Допишите следующую часть отрывка о разрыве Моцарта с архиепископом, начав сразу после его последнего предложения.
====== Отрывок для чтения ======
Этот разговор состоялся в начале июня. Как видим, конфликт между Моцартом и его господином затянулся. Архиепископ не собирался принимать отставку своего слуги. Моцарт, не уступавший ему в упрямстве, подавал — по инстанциям, через оберсткюхенмейстера — одно прошение за другим. Граф Арко, очевидно, отказывался передавать их наверх. Чтобы вразумить молодого человека, он даже объявил ему, что и сам тоже частенько принужден сносить от архиепископа злые слова. Моцарт ответил, пожав плечами: «У вас, должно быть, есть причины, почему вы это терпите, а у меня есть причины не терпеть этого»[95]
.Но, так сказать, перетягивание каната еще не закончилось, прошение Моцарта все еще не было принято. Венское общество сплетничало об этой забавной истории. Сочувствующие обеим партиям обменивались аргументами. Архиепископ назвал Моцарта спесивым человеком; Моцарт ответил, что если с ним обращаются спесиво, то и он сам будет таким же. Решение было принято через несколько дней, 8 или 9 июня 1781 года. Моцарт вновь явился к графу Арко и продолжил настаивать, чтобы его прошение об увольнении было удовлетворено. Наконец граф потерял терпение и пинком вышвырнул твердолобого молодого человека за дверь.
Моцарт был в ярости и в то же время явно испытывал определенное удовлетворение оттого, что дело приняло такой оборот. Теперь он мог с некоторым основанием утверждать, что зальцбургский двор дал ему отставку. Теперь у него был шанс остаться в Вене. Возможно, он решил, что полученный пинок — не слишком высокая цена за это. Но, конечно, неоднократные оскорбления со стороны архиепископа и его придворного вельможи подвергли самообладание гордого молодого человека серьезному испытанию.
====== Перечень строк ======
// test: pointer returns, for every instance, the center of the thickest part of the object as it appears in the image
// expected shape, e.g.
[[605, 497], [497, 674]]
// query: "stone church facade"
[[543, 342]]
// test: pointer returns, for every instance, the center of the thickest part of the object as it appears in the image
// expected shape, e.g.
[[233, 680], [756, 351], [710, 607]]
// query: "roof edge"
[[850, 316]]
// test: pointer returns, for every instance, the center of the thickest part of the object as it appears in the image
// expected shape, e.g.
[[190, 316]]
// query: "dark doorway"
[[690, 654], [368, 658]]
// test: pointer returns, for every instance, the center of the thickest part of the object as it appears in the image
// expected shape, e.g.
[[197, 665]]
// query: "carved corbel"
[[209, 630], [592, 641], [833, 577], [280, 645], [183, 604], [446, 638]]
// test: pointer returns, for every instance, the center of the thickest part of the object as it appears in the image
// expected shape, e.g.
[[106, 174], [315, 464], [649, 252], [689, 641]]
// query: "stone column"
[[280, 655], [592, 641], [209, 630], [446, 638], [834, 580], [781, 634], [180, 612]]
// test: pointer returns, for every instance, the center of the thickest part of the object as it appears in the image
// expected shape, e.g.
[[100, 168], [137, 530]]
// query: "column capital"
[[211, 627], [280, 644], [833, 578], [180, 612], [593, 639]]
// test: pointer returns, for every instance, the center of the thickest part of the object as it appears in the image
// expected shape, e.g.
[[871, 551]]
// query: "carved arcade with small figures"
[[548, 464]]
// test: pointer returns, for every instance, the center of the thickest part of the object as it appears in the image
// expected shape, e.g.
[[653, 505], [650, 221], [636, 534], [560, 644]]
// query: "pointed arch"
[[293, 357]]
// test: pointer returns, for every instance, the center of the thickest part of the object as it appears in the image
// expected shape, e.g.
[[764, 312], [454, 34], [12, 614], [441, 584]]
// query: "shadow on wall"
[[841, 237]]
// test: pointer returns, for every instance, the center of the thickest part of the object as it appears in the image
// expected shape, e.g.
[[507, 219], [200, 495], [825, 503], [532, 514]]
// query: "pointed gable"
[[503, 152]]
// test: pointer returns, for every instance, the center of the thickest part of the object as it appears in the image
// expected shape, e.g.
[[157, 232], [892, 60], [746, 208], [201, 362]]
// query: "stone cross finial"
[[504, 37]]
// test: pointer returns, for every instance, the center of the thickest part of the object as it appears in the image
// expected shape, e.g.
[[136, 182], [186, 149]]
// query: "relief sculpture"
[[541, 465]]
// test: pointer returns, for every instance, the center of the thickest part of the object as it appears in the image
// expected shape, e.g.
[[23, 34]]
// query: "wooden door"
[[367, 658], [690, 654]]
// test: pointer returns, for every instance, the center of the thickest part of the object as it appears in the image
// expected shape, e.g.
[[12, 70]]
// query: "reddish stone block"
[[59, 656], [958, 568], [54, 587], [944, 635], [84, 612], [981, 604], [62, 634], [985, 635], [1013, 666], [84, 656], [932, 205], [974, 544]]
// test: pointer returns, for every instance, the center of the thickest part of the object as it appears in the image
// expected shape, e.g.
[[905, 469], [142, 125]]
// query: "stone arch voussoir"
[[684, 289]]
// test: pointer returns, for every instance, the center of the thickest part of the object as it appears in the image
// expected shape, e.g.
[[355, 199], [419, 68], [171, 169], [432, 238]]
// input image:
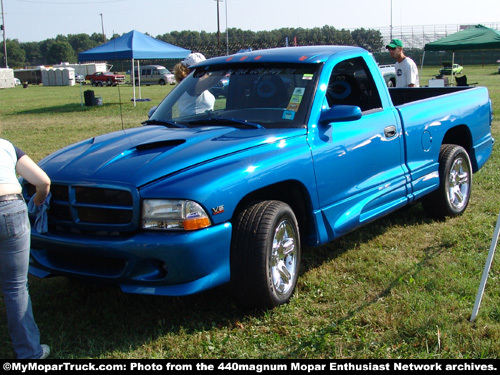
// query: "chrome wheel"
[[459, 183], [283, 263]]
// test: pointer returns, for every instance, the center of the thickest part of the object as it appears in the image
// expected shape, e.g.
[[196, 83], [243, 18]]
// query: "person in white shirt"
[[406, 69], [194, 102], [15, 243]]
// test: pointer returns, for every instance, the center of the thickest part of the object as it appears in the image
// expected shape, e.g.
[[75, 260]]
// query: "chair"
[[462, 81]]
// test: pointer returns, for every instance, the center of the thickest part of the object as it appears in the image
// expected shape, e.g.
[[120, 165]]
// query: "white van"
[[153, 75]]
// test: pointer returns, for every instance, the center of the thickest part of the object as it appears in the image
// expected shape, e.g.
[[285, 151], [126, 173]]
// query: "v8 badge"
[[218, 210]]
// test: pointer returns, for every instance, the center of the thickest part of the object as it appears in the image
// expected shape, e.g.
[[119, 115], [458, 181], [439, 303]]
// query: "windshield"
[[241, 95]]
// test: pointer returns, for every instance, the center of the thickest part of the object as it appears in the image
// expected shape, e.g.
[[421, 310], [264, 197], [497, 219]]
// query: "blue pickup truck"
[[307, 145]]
======
====== Перечень строк ======
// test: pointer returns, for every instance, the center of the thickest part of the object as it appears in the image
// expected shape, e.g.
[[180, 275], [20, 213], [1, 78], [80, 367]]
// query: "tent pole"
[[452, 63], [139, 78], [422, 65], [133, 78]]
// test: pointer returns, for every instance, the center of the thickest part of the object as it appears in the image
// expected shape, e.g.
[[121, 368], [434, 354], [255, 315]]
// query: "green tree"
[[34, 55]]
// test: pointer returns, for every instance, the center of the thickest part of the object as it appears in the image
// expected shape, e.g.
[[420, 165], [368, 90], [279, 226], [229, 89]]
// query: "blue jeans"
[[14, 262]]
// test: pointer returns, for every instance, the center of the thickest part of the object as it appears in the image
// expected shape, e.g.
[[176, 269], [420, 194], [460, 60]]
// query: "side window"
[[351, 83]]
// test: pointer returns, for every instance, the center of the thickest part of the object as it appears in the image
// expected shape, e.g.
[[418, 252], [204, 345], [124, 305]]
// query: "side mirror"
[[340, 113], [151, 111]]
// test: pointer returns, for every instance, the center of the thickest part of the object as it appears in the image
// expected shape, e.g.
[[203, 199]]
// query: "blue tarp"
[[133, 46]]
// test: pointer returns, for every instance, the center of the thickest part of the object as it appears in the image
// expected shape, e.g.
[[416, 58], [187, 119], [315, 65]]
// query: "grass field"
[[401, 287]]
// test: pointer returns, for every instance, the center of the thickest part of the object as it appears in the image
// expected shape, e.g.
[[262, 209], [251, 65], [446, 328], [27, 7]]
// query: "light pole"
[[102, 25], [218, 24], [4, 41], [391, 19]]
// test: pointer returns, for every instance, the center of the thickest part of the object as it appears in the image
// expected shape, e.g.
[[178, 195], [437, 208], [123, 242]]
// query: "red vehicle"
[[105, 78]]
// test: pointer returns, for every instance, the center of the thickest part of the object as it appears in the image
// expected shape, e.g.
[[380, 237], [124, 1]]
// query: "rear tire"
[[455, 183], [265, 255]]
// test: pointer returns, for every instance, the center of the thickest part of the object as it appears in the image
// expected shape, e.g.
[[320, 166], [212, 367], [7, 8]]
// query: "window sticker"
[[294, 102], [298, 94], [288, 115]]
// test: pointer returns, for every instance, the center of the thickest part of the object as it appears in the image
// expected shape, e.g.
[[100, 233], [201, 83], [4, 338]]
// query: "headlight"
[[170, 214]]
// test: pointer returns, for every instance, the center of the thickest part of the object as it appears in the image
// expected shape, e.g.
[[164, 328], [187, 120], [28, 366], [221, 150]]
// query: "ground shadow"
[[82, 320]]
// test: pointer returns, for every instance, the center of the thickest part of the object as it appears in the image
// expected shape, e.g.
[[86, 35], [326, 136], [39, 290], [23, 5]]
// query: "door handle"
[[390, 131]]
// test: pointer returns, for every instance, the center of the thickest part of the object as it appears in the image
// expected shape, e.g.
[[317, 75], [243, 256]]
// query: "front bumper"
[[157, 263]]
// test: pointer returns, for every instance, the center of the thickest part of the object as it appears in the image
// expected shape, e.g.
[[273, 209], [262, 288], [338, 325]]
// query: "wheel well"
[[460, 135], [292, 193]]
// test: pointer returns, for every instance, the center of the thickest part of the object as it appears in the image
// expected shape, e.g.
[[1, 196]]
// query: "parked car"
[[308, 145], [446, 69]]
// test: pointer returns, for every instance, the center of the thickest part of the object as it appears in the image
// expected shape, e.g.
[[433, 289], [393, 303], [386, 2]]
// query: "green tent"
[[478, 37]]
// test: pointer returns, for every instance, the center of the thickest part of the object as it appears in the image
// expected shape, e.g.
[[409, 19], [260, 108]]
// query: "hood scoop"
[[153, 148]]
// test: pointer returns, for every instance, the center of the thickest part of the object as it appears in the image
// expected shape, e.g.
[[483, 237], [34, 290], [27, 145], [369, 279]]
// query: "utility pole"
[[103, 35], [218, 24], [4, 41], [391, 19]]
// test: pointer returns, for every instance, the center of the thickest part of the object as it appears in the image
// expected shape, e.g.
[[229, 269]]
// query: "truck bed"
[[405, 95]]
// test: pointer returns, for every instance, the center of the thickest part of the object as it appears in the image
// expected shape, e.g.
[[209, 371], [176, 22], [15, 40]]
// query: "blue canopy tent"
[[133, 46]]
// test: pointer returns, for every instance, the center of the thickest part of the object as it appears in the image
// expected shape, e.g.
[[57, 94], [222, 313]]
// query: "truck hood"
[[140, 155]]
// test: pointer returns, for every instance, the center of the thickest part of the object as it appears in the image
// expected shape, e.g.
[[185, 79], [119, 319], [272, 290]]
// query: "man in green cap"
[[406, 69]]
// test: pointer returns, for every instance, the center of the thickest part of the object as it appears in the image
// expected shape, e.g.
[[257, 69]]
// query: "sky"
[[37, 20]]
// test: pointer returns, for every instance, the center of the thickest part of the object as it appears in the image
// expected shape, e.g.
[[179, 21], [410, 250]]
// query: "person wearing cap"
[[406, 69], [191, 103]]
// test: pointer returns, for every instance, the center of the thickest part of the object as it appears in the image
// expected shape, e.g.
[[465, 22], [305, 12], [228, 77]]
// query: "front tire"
======
§ **Результат упражнения**:
За время карьеры вундеркинда у Моцарта по понятным причинам развилось очень сильное чувство собственной ценности и своего предназначения как композитора и виртуоза[96]
. Оно плохо сочеталось с его социальным положением подданного и слуги. Можно понять, что для него было совершенно невозможно смириться и вернуться в Зальцбург, как побитая собака. Там, как он пишет в первом письме от 12 мая 1781 года, он потерял бы здоровье и душевное спокойствие. Даже если бы ему пришлось просить подаяния, он бы ушел после такого оскорбления — «ибо кто же позволит себя изводить?»[97]. Только у подавляющего большинства подданных в Зальцбурге в этом отношении не было выбора. Как и любой «гений», Моцарт был социальным девиантом в своем обществе, аномалией, и вел себя немного по-кольхасовски [98].На самом деле уже в момент разрыва он представлял себе, какие трудности повлечет за собой жизнь в Вене без должности. Но он не переставал надеяться, что император (или, в крайнем случае, какой-нибудь столь же высокопоставленный король) рано или поздно вознаградит такой талант, какой есть у него, постоянной должностью. Как человек, верящий в себя, он внутренне был убежден, что до тех пор найдет способы и средства продержаться на плаву. К своим 25 годам он явно обрел способность выбирать для себя тот путь в жизни, который казался ему наиболее осмысленным при его потребностях и талантах. И у него хватило сил привести это решение в исполнение вопреки всему и всем, даже вопреки собственному отцу.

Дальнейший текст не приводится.